# [The input]

━━━━━━

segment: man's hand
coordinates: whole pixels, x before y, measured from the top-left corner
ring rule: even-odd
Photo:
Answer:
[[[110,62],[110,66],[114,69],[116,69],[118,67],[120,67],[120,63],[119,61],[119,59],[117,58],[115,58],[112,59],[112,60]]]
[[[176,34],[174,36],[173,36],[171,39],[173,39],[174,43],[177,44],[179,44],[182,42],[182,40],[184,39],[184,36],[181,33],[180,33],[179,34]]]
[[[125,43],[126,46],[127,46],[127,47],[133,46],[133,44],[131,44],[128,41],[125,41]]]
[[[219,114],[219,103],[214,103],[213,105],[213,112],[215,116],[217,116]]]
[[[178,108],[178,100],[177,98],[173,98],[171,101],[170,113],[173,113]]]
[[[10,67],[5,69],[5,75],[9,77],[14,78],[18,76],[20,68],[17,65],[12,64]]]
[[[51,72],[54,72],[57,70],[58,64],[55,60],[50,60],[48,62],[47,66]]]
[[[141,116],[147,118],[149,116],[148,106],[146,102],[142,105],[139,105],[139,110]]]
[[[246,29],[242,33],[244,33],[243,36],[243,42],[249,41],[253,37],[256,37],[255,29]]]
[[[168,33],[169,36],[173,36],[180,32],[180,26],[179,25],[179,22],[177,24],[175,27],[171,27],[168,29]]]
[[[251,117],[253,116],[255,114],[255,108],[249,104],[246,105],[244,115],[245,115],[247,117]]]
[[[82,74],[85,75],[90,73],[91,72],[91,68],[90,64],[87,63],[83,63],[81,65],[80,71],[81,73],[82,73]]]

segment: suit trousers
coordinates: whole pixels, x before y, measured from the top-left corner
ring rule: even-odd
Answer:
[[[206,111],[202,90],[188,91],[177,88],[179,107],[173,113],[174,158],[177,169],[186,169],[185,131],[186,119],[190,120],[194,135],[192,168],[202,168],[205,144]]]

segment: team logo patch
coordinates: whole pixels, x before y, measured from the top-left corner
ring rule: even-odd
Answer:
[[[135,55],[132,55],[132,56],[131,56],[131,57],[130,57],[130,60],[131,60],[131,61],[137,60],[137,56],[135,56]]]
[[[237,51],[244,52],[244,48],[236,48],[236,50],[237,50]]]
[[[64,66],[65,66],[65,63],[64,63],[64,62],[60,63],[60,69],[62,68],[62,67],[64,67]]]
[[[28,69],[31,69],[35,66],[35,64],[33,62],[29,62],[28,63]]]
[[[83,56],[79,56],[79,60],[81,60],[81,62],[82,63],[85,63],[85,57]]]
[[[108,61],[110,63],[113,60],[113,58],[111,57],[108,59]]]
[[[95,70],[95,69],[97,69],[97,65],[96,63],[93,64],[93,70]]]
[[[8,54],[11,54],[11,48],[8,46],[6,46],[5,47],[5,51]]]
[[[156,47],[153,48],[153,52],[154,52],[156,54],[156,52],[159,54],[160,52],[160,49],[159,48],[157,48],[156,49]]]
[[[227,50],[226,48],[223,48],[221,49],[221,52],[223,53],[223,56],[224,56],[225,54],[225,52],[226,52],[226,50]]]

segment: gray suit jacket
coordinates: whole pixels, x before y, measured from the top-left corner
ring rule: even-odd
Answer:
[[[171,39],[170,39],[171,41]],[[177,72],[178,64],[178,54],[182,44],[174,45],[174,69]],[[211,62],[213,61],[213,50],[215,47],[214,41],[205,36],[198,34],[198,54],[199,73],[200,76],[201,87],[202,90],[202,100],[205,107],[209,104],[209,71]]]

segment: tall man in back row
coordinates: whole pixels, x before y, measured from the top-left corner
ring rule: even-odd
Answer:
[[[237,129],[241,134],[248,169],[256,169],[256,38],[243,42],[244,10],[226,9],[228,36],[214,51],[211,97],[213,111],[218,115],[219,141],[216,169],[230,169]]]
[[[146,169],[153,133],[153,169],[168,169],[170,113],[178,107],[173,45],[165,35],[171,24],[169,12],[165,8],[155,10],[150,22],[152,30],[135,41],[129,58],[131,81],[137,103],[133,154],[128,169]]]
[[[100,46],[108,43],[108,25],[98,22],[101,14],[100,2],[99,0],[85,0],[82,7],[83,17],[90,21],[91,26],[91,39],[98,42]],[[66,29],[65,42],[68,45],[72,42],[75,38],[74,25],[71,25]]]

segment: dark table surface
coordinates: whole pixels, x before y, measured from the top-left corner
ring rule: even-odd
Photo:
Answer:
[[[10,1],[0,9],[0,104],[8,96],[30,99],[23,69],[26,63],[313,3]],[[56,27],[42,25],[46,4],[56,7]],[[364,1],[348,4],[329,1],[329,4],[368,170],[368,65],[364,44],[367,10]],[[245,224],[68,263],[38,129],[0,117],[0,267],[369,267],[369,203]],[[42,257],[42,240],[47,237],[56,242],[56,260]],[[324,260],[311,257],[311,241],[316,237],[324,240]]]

━━━━━━

Return every row above verbatim, in its original order, with no changes.

# [In response]
segment: man's hand
coordinates: whole pixels, x before y, measured from the top-left corner
ring rule: even-odd
Photo:
Answer:
[[[110,62],[110,66],[114,69],[116,69],[118,67],[120,67],[120,63],[119,61],[119,59],[117,58],[115,58],[112,59],[112,60]]]
[[[176,34],[174,36],[173,36],[171,39],[173,39],[174,43],[177,44],[179,44],[182,42],[182,40],[184,39],[184,36],[181,33],[180,33],[179,34]]]
[[[125,43],[126,46],[127,46],[127,47],[133,46],[133,44],[131,44],[128,41],[125,41]]]
[[[219,114],[219,103],[214,103],[213,105],[213,112],[215,116],[217,116]]]
[[[178,108],[178,100],[177,98],[173,98],[171,101],[170,113],[173,113]]]
[[[10,67],[5,69],[5,75],[9,77],[14,78],[18,76],[20,68],[17,65],[12,64]]]
[[[51,72],[54,72],[57,70],[58,64],[55,60],[50,60],[48,62],[47,66]]]
[[[141,116],[147,118],[149,116],[148,106],[146,102],[142,105],[139,105],[139,110]]]
[[[246,29],[242,33],[244,33],[243,36],[243,42],[249,41],[253,37],[256,37],[255,29]]]
[[[168,33],[169,36],[173,36],[180,32],[180,26],[179,25],[179,22],[177,24],[175,27],[171,27],[168,29]]]
[[[251,117],[253,116],[255,114],[255,108],[249,104],[246,105],[244,115],[245,115],[247,117]]]
[[[82,74],[85,75],[90,73],[91,72],[91,68],[90,64],[87,63],[83,63],[81,65],[80,71],[81,73],[82,73]]]

segment: suit trousers
coordinates: whole pixels, x before y, measured from the top-left corner
ring rule: even-odd
Answer:
[[[206,111],[202,90],[188,91],[177,88],[179,107],[173,113],[174,158],[177,169],[186,169],[185,131],[186,119],[190,120],[194,135],[192,168],[202,168],[205,144]]]

segment: team logo patch
coordinates: whole pixels, x before y, measured from the top-left corner
ring rule: even-odd
Answer:
[[[135,55],[132,55],[132,56],[131,56],[131,57],[130,57],[130,60],[131,60],[131,61],[137,60],[137,56],[135,56]]]
[[[237,51],[244,52],[244,48],[236,48],[236,50],[237,50]]]
[[[64,66],[65,66],[65,63],[64,63],[64,62],[60,63],[60,69],[62,68],[62,67],[64,67]]]
[[[28,69],[31,69],[35,66],[35,64],[33,62],[29,62],[28,63]]]
[[[83,56],[79,56],[79,60],[81,60],[81,62],[82,63],[85,63],[85,57]]]
[[[108,61],[110,63],[113,60],[113,58],[111,57],[108,59]]]
[[[95,70],[95,69],[97,69],[97,65],[96,63],[93,64],[93,70]]]
[[[8,54],[11,54],[11,48],[8,46],[6,46],[5,47],[5,51]]]
[[[156,47],[153,48],[153,52],[154,52],[156,54],[156,52],[159,54],[160,52],[160,49],[159,48],[157,48],[156,49]]]
[[[227,50],[226,48],[223,48],[221,49],[221,52],[223,53],[223,56],[224,56],[225,54],[225,52],[226,52],[226,50]]]

segment: gray suit jacket
coordinates: whole pixels, x before y, measured from the top-left corner
ring rule: even-odd
Answer:
[[[171,39],[170,39],[171,41]],[[177,72],[178,64],[178,54],[182,44],[174,45],[174,69]],[[211,62],[213,61],[213,50],[215,47],[214,41],[205,36],[198,34],[198,54],[199,73],[200,76],[201,87],[202,90],[202,100],[205,107],[209,104],[209,71]]]

segment: tall man in back row
coordinates: whole pixels, x before y, measured from the top-left corner
ring rule: even-odd
Answer:
[[[237,129],[241,134],[248,169],[256,169],[256,38],[243,42],[244,10],[226,9],[228,36],[214,51],[211,97],[213,111],[218,115],[219,141],[216,169],[230,169]]]
[[[146,169],[153,133],[153,169],[168,169],[170,113],[178,107],[173,45],[165,35],[171,24],[169,12],[165,8],[155,10],[150,22],[152,30],[135,41],[129,58],[131,81],[137,103],[133,154],[128,169]]]
[[[100,46],[108,43],[108,25],[98,22],[101,14],[100,2],[99,0],[85,0],[82,7],[83,17],[90,21],[91,26],[91,39],[98,42]],[[66,29],[65,42],[68,45],[72,42],[75,38],[74,25],[71,25]]]

segment: dark table surface
coordinates: whole pixels, x before y, measured from the top-left corner
ring rule: even-odd
Photo:
Answer:
[[[10,1],[0,9],[0,104],[8,96],[30,99],[23,69],[26,63],[313,3]],[[56,27],[42,25],[46,4],[56,7]],[[364,1],[348,4],[329,1],[329,4],[368,170],[368,65],[364,44],[367,10]],[[245,224],[68,263],[38,129],[0,117],[0,267],[369,267],[369,203]],[[42,257],[42,240],[47,237],[56,242],[56,260]],[[324,260],[311,257],[311,241],[316,237],[324,240]]]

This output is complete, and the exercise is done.